====== Exercise data ======
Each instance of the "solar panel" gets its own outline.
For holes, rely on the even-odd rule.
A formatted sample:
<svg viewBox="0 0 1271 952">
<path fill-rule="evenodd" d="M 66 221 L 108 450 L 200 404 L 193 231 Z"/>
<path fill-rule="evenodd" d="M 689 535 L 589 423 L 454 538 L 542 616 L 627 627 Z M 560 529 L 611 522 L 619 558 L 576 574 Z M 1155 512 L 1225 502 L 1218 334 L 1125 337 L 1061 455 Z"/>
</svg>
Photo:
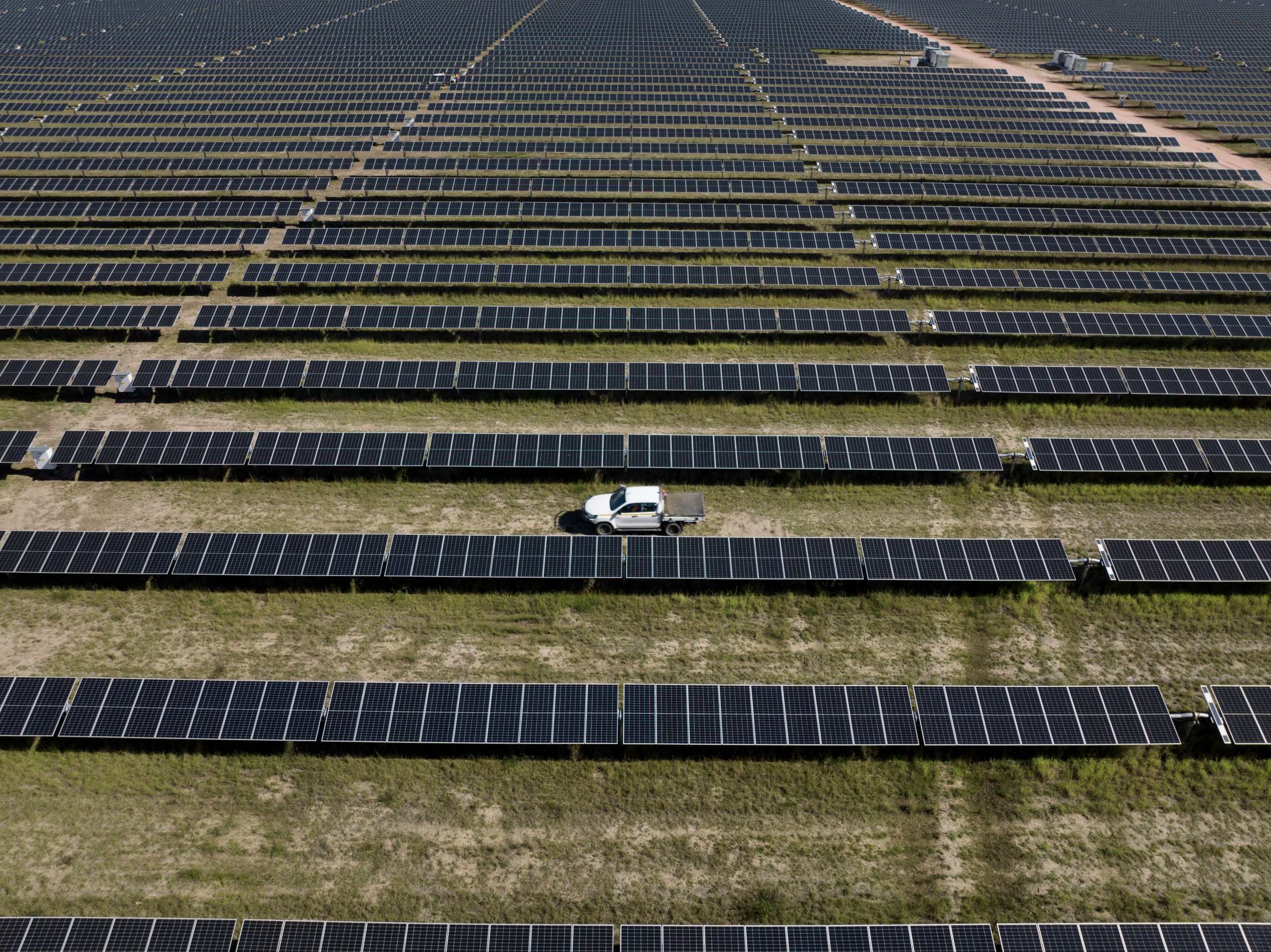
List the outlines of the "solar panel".
<svg viewBox="0 0 1271 952">
<path fill-rule="evenodd" d="M 66 437 L 62 437 L 66 442 Z M 53 463 L 95 463 L 99 466 L 241 466 L 252 431 L 112 430 L 104 440 L 80 431 Z M 99 446 L 100 449 L 94 449 Z M 92 455 L 95 452 L 95 456 Z M 85 459 L 86 458 L 86 459 Z"/>
<path fill-rule="evenodd" d="M 327 681 L 85 677 L 62 737 L 315 741 Z"/>
<path fill-rule="evenodd" d="M 1121 367 L 1129 391 L 1157 397 L 1271 397 L 1271 367 Z"/>
<path fill-rule="evenodd" d="M 393 536 L 384 571 L 390 578 L 620 578 L 622 573 L 619 536 L 400 533 Z"/>
<path fill-rule="evenodd" d="M 989 925 L 623 925 L 622 948 L 625 952 L 993 952 L 995 946 Z"/>
<path fill-rule="evenodd" d="M 850 538 L 633 535 L 628 578 L 761 578 L 859 581 Z"/>
<path fill-rule="evenodd" d="M 98 388 L 111 383 L 113 360 L 0 360 L 0 388 Z"/>
<path fill-rule="evenodd" d="M 628 390 L 761 393 L 797 389 L 792 364 L 629 364 Z"/>
<path fill-rule="evenodd" d="M 150 367 L 141 362 L 133 388 L 188 390 L 273 390 L 296 389 L 305 371 L 302 360 L 183 360 L 175 364 L 172 379 L 160 380 L 163 362 Z M 151 372 L 144 372 L 151 371 Z M 145 384 L 139 383 L 144 380 Z"/>
<path fill-rule="evenodd" d="M 323 433 L 262 431 L 253 466 L 422 466 L 427 433 Z"/>
<path fill-rule="evenodd" d="M 1271 744 L 1271 685 L 1201 685 L 1209 717 L 1224 744 Z"/>
<path fill-rule="evenodd" d="M 803 393 L 948 393 L 939 364 L 799 364 Z"/>
<path fill-rule="evenodd" d="M 1059 539 L 860 540 L 866 577 L 873 581 L 1071 582 L 1077 578 Z"/>
<path fill-rule="evenodd" d="M 1040 473 L 1205 473 L 1195 440 L 1026 437 L 1024 452 Z"/>
<path fill-rule="evenodd" d="M 22 463 L 38 430 L 0 430 L 0 466 Z"/>
<path fill-rule="evenodd" d="M 613 952 L 613 925 L 244 919 L 241 952 Z"/>
<path fill-rule="evenodd" d="M 51 737 L 74 677 L 0 677 L 0 737 Z"/>
<path fill-rule="evenodd" d="M 187 533 L 172 573 L 374 578 L 388 544 L 384 533 Z"/>
<path fill-rule="evenodd" d="M 991 436 L 827 436 L 829 469 L 1000 473 Z"/>
<path fill-rule="evenodd" d="M 1073 952 L 1074 948 L 1154 952 L 1258 952 L 1271 930 L 1240 923 L 1024 923 L 998 924 L 1002 952 Z"/>
<path fill-rule="evenodd" d="M 67 430 L 48 461 L 55 466 L 93 463 L 104 439 L 104 430 Z"/>
<path fill-rule="evenodd" d="M 629 433 L 632 469 L 825 469 L 819 436 Z"/>
<path fill-rule="evenodd" d="M 1205 464 L 1214 473 L 1271 473 L 1268 440 L 1199 440 Z"/>
<path fill-rule="evenodd" d="M 927 746 L 1178 744 L 1160 689 L 914 685 Z"/>
<path fill-rule="evenodd" d="M 9 952 L 229 952 L 236 919 L 0 919 Z"/>
<path fill-rule="evenodd" d="M 971 367 L 975 389 L 991 394 L 1124 394 L 1130 393 L 1118 367 Z"/>
<path fill-rule="evenodd" d="M 916 745 L 902 684 L 624 684 L 623 744 Z"/>
<path fill-rule="evenodd" d="M 20 575 L 167 575 L 180 533 L 13 531 L 0 572 Z"/>
<path fill-rule="evenodd" d="M 1096 539 L 1115 582 L 1266 582 L 1271 539 Z"/>
<path fill-rule="evenodd" d="M 430 466 L 622 469 L 622 433 L 433 433 Z"/>
<path fill-rule="evenodd" d="M 616 744 L 616 684 L 336 681 L 324 741 Z"/>
<path fill-rule="evenodd" d="M 460 390 L 623 390 L 627 366 L 619 362 L 460 361 Z"/>
</svg>

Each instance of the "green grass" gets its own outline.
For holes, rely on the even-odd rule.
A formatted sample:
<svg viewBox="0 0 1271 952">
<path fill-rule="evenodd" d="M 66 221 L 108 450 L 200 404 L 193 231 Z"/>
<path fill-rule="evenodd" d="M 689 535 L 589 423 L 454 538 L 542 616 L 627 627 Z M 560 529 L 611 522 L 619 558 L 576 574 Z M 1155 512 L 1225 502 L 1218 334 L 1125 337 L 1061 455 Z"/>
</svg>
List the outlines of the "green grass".
<svg viewBox="0 0 1271 952">
<path fill-rule="evenodd" d="M 13 914 L 1207 920 L 1271 900 L 1257 759 L 50 750 L 0 768 Z"/>
</svg>

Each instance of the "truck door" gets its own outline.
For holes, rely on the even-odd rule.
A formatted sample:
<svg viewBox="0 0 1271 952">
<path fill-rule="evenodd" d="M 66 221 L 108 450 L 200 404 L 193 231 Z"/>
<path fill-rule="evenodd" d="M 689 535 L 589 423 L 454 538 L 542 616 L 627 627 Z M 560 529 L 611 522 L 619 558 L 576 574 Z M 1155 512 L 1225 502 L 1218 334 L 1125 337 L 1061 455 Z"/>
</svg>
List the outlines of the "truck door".
<svg viewBox="0 0 1271 952">
<path fill-rule="evenodd" d="M 628 502 L 614 516 L 614 529 L 619 531 L 657 529 L 660 525 L 657 503 L 653 502 Z"/>
</svg>

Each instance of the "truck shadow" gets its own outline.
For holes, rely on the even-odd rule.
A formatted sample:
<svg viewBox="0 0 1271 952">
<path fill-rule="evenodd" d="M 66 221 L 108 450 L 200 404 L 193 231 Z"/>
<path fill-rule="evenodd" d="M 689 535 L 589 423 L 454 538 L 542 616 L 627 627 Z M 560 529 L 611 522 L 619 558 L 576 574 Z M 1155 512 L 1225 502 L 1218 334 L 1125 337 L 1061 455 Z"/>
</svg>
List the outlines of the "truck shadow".
<svg viewBox="0 0 1271 952">
<path fill-rule="evenodd" d="M 582 515 L 582 510 L 563 510 L 555 517 L 557 529 L 569 535 L 595 535 L 596 529 Z"/>
</svg>

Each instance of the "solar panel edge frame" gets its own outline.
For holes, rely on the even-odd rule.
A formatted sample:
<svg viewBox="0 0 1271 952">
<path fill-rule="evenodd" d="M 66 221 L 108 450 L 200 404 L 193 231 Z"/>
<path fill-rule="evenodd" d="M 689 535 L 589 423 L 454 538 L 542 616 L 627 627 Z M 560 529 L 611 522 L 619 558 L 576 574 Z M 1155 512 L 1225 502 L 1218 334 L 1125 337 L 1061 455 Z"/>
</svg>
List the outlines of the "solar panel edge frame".
<svg viewBox="0 0 1271 952">
<path fill-rule="evenodd" d="M 1223 712 L 1218 705 L 1218 698 L 1214 697 L 1214 693 L 1211 691 L 1207 684 L 1202 684 L 1200 686 L 1200 693 L 1201 697 L 1205 699 L 1205 704 L 1209 707 L 1210 723 L 1213 723 L 1214 727 L 1218 728 L 1218 735 L 1219 737 L 1223 738 L 1224 746 L 1225 745 L 1234 746 L 1235 741 L 1232 738 L 1230 732 L 1227 730 L 1227 719 L 1223 717 Z"/>
</svg>

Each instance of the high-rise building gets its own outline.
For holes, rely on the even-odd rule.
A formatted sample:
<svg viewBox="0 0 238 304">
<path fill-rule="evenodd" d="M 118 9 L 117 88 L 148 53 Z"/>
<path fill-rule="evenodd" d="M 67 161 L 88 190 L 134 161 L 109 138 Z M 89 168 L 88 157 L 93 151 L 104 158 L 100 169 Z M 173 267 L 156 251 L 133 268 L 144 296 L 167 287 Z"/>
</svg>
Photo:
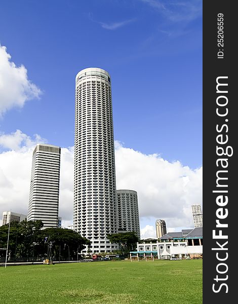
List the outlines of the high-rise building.
<svg viewBox="0 0 238 304">
<path fill-rule="evenodd" d="M 167 233 L 166 223 L 164 219 L 156 219 L 155 221 L 156 235 L 157 239 L 160 239 Z"/>
<path fill-rule="evenodd" d="M 98 68 L 75 79 L 74 229 L 92 242 L 93 252 L 117 248 L 107 239 L 116 233 L 116 202 L 111 81 Z M 87 248 L 83 251 L 85 253 Z"/>
<path fill-rule="evenodd" d="M 116 190 L 118 230 L 134 232 L 140 238 L 137 193 L 133 190 Z"/>
<path fill-rule="evenodd" d="M 194 228 L 203 226 L 203 212 L 201 205 L 192 205 L 192 214 Z"/>
<path fill-rule="evenodd" d="M 58 226 L 60 147 L 37 144 L 33 152 L 27 220 Z"/>
<path fill-rule="evenodd" d="M 22 213 L 16 213 L 12 211 L 4 211 L 3 212 L 3 225 L 8 224 L 12 221 L 21 222 L 26 219 L 27 216 Z"/>
</svg>

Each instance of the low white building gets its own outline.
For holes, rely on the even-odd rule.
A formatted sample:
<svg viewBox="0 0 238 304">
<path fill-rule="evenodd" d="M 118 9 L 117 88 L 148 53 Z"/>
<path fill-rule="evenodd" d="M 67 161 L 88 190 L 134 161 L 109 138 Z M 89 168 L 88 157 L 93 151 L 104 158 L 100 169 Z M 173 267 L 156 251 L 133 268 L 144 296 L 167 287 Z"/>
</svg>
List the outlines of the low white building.
<svg viewBox="0 0 238 304">
<path fill-rule="evenodd" d="M 186 230 L 179 233 L 168 233 L 160 241 L 137 243 L 137 251 L 131 251 L 133 257 L 158 259 L 193 258 L 203 256 L 203 228 Z"/>
</svg>

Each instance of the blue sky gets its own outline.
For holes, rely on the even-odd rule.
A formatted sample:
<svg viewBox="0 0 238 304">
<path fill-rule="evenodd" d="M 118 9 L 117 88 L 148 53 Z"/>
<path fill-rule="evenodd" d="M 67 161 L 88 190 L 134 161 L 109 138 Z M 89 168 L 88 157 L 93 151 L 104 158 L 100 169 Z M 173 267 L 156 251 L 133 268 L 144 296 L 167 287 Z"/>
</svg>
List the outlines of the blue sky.
<svg viewBox="0 0 238 304">
<path fill-rule="evenodd" d="M 1 2 L 0 43 L 43 93 L 8 111 L 2 131 L 74 140 L 74 79 L 112 79 L 114 138 L 195 168 L 202 164 L 201 1 Z"/>
<path fill-rule="evenodd" d="M 148 161 L 148 168 L 152 159 L 149 155 L 160 156 L 152 160 L 158 166 L 157 171 L 157 167 L 154 167 L 153 173 L 157 183 L 151 181 L 147 185 L 154 196 L 151 198 L 151 193 L 150 197 L 146 194 L 138 194 L 142 202 L 141 226 L 148 223 L 153 225 L 155 218 L 158 217 L 168 219 L 169 222 L 171 220 L 170 227 L 191 225 L 188 224 L 190 220 L 186 224 L 181 222 L 191 216 L 188 207 L 194 203 L 200 203 L 201 200 L 202 175 L 195 171 L 203 161 L 201 0 L 2 0 L 0 45 L 7 48 L 2 49 L 5 59 L 7 53 L 11 56 L 8 58 L 11 63 L 9 62 L 8 68 L 15 65 L 20 70 L 21 65 L 24 66 L 27 69 L 25 91 L 29 93 L 32 88 L 35 90 L 29 93 L 31 98 L 25 98 L 21 106 L 19 100 L 14 106 L 14 101 L 8 99 L 8 96 L 13 95 L 14 86 L 11 87 L 9 82 L 7 89 L 2 87 L 4 92 L 1 93 L 0 74 L 0 97 L 5 96 L 0 100 L 0 110 L 1 102 L 7 109 L 0 117 L 0 169 L 1 156 L 3 160 L 7 157 L 3 151 L 10 151 L 24 143 L 35 144 L 36 134 L 51 144 L 62 147 L 73 145 L 75 75 L 86 67 L 100 67 L 111 75 L 114 139 L 121 143 L 117 153 L 118 159 L 121 160 L 116 172 L 117 185 L 128 187 L 123 180 L 125 174 L 129 176 L 130 174 L 124 170 L 131 163 L 130 157 L 140 160 L 143 155 L 144 165 Z M 15 73 L 16 69 L 11 68 Z M 8 77 L 4 68 L 3 74 Z M 133 157 L 128 156 L 132 153 L 129 148 L 133 149 Z M 65 151 L 66 155 L 69 150 Z M 19 159 L 22 157 L 21 153 Z M 158 157 L 168 161 L 168 167 L 160 167 Z M 125 159 L 129 160 L 127 164 Z M 187 178 L 190 181 L 188 192 L 199 193 L 195 198 L 191 199 L 192 195 L 184 199 L 187 188 L 183 188 L 183 193 L 176 197 L 177 188 L 183 186 L 179 181 L 180 185 L 175 186 L 174 192 L 171 190 L 173 184 L 177 184 L 171 179 L 172 174 L 165 177 L 168 180 L 165 186 L 161 186 L 162 180 L 158 181 L 157 175 L 161 175 L 160 178 L 166 175 L 170 172 L 170 163 L 176 161 L 181 164 L 179 170 L 177 165 L 171 169 L 177 177 L 176 181 L 184 178 L 182 184 L 187 187 Z M 6 160 L 3 161 L 7 163 Z M 136 164 L 134 168 L 136 171 L 138 169 Z M 13 171 L 12 180 L 6 170 L 4 178 L 9 174 L 13 184 Z M 138 172 L 138 180 L 142 181 L 143 174 L 140 175 L 141 172 Z M 1 173 L 0 170 L 0 182 Z M 148 180 L 150 172 L 147 174 Z M 29 182 L 26 176 L 26 174 L 24 178 L 27 188 L 22 198 L 26 206 Z M 132 176 L 128 184 L 133 179 Z M 139 183 L 130 184 L 131 188 L 142 188 L 144 181 Z M 7 184 L 10 184 L 6 181 L 4 185 Z M 167 186 L 168 192 L 162 195 Z M 151 189 L 155 190 L 153 192 Z M 70 191 L 69 200 L 72 197 Z M 171 193 L 173 194 L 170 202 L 173 201 L 171 208 L 174 213 L 170 216 L 166 198 Z M 2 204 L 4 211 L 11 202 L 3 198 L 1 201 L 0 197 L 0 207 Z M 152 207 L 150 213 L 146 208 L 143 211 L 143 206 L 150 200 L 151 206 L 160 204 L 160 213 L 154 215 Z M 13 198 L 12 203 L 15 201 Z M 179 201 L 180 211 L 175 207 Z M 164 209 L 161 207 L 163 204 Z M 153 206 L 154 208 L 156 205 Z M 27 207 L 24 208 L 22 212 L 25 212 Z M 65 212 L 66 215 L 67 211 Z M 69 215 L 65 216 L 67 220 L 71 220 Z M 175 218 L 176 222 L 173 220 Z"/>
</svg>

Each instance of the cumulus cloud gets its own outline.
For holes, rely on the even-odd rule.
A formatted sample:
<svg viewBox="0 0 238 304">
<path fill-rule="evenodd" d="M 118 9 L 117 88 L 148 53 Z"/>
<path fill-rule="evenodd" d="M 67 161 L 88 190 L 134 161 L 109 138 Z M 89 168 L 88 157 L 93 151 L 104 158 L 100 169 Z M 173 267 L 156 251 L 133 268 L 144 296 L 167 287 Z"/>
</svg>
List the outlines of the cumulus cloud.
<svg viewBox="0 0 238 304">
<path fill-rule="evenodd" d="M 0 45 L 0 117 L 15 107 L 22 107 L 27 100 L 38 98 L 41 90 L 28 79 L 24 65 L 17 66 L 5 46 Z"/>
<path fill-rule="evenodd" d="M 131 23 L 135 20 L 135 19 L 129 19 L 128 20 L 124 20 L 121 22 L 114 22 L 113 23 L 105 23 L 105 22 L 99 22 L 102 26 L 102 27 L 106 29 L 114 30 L 124 26 L 128 23 Z"/>
<path fill-rule="evenodd" d="M 165 219 L 171 227 L 192 226 L 191 205 L 202 203 L 202 167 L 146 155 L 115 145 L 116 187 L 137 192 L 141 217 Z"/>
<path fill-rule="evenodd" d="M 10 208 L 16 212 L 27 212 L 32 153 L 36 142 L 21 131 L 17 134 L 23 138 L 21 145 L 8 143 L 12 150 L 0 154 L 1 213 Z M 6 142 L 6 136 L 0 136 L 0 143 Z M 25 145 L 22 145 L 24 143 Z M 118 142 L 115 142 L 115 147 L 116 187 L 137 192 L 143 222 L 146 222 L 146 219 L 165 219 L 170 231 L 192 227 L 191 205 L 202 203 L 202 167 L 192 170 L 179 162 L 170 163 L 157 154 L 146 155 Z M 62 148 L 59 210 L 66 225 L 72 222 L 73 166 L 73 148 Z M 155 237 L 153 226 L 143 225 L 141 238 Z"/>
<path fill-rule="evenodd" d="M 29 148 L 37 143 L 46 143 L 47 140 L 38 134 L 34 135 L 34 138 L 22 133 L 20 130 L 10 134 L 0 132 L 0 147 L 4 149 L 17 151 L 20 149 Z"/>
<path fill-rule="evenodd" d="M 141 240 L 149 238 L 155 238 L 156 231 L 154 226 L 146 225 L 140 230 L 140 238 Z"/>
</svg>

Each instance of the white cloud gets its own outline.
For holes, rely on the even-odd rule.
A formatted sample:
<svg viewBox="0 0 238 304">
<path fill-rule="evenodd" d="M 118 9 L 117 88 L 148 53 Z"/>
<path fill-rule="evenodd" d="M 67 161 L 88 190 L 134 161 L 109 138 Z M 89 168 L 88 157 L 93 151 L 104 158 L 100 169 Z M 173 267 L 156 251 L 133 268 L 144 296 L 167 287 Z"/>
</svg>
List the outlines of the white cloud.
<svg viewBox="0 0 238 304">
<path fill-rule="evenodd" d="M 150 238 L 156 238 L 155 228 L 154 226 L 146 225 L 140 230 L 140 238 L 141 240 L 144 240 Z"/>
<path fill-rule="evenodd" d="M 42 138 L 38 134 L 34 134 L 34 138 L 32 139 L 30 136 L 22 133 L 20 130 L 10 134 L 5 134 L 0 132 L 0 147 L 5 149 L 17 151 L 25 147 L 30 147 L 37 143 L 46 143 L 46 139 Z"/>
<path fill-rule="evenodd" d="M 10 208 L 16 212 L 27 212 L 32 153 L 36 142 L 20 131 L 17 134 L 17 138 L 27 140 L 22 140 L 21 144 L 11 142 L 8 146 L 16 149 L 0 154 L 0 214 Z M 6 139 L 7 135 L 3 136 Z M 27 142 L 31 145 L 27 146 Z M 153 222 L 145 223 L 146 219 L 165 219 L 171 231 L 192 227 L 191 205 L 202 203 L 202 168 L 193 170 L 179 162 L 170 163 L 157 155 L 146 155 L 125 147 L 118 142 L 115 146 L 116 187 L 137 192 L 144 237 L 156 236 Z M 62 148 L 59 210 L 66 225 L 72 222 L 73 166 L 73 148 Z"/>
<path fill-rule="evenodd" d="M 11 61 L 6 47 L 0 45 L 0 117 L 15 107 L 22 107 L 27 100 L 38 98 L 41 90 L 27 78 L 24 65 Z"/>
<path fill-rule="evenodd" d="M 121 21 L 121 22 L 114 22 L 113 23 L 105 23 L 104 22 L 99 22 L 102 26 L 102 27 L 103 28 L 105 28 L 106 29 L 116 29 L 117 28 L 119 28 L 119 27 L 122 27 L 122 26 L 124 26 L 126 24 L 128 23 L 130 23 L 135 21 L 135 19 L 129 19 L 128 20 L 125 20 L 124 21 Z"/>
<path fill-rule="evenodd" d="M 202 203 L 202 167 L 193 170 L 115 144 L 116 188 L 137 192 L 141 217 L 165 219 L 170 227 L 192 226 L 191 205 Z"/>
<path fill-rule="evenodd" d="M 164 0 L 141 1 L 173 22 L 189 22 L 202 14 L 201 0 L 178 0 L 172 2 Z"/>
</svg>

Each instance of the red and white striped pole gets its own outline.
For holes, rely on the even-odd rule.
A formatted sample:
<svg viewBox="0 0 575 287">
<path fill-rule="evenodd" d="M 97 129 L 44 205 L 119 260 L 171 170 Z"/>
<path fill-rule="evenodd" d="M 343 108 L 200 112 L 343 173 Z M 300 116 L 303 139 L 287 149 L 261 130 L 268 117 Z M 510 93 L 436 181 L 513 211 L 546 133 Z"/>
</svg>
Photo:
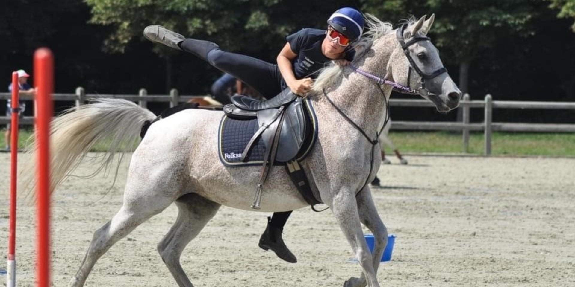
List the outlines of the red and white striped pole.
======
- _What to work on_: Copy out the lines of the entries from the one containing "Each instance of the red" through the one containing "97 129 L 44", including both of those lines.

- _Solution to this task_:
Each instance of the red and white striped pole gets its own outline.
For holes, rely on the even-odd rule.
A formatted sample:
<svg viewBox="0 0 575 287">
<path fill-rule="evenodd" d="M 97 129 L 44 205 L 119 260 L 171 170 Z"/>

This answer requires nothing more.